***** ENTRIES PROVIDED
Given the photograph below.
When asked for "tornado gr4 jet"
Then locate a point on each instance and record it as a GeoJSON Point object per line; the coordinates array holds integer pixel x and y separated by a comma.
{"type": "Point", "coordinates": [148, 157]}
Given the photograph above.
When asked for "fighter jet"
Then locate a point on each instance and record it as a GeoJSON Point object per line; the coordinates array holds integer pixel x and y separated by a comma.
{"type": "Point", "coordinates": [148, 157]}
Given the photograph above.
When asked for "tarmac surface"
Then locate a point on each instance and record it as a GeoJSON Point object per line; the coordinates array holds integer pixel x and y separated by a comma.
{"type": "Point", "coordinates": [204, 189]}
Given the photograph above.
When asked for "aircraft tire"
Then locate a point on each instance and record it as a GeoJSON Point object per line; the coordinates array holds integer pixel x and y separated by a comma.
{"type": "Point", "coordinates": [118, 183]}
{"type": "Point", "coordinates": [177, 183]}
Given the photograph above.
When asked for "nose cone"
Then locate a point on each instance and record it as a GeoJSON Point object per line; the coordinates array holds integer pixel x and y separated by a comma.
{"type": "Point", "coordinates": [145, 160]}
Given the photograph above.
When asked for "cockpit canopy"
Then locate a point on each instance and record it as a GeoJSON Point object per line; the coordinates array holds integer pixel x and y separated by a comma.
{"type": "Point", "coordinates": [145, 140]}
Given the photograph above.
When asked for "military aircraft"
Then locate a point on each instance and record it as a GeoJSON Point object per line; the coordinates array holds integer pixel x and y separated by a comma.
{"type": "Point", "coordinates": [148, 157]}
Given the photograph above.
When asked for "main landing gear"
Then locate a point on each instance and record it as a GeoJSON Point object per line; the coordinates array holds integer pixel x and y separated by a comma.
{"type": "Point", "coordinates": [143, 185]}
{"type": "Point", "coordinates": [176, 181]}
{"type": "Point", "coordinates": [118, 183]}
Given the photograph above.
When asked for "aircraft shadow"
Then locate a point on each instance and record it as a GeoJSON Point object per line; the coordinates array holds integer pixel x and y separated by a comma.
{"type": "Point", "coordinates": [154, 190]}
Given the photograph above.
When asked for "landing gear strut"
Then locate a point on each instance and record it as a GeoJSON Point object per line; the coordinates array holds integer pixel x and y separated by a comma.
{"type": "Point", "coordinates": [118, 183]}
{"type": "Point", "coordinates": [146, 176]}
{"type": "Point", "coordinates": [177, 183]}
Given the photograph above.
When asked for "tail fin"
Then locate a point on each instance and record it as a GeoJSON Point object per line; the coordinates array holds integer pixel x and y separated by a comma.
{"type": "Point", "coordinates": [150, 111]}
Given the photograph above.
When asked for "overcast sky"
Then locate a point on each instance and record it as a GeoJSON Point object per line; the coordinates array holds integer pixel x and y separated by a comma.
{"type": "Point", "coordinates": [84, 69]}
**********
Return every line of the rows above that contains the string "aircraft", matching case exactly.

-- RESULT OF THIS TASK --
When asked for "aircraft tire"
When asked for "military aircraft"
When asked for "aircraft shadow"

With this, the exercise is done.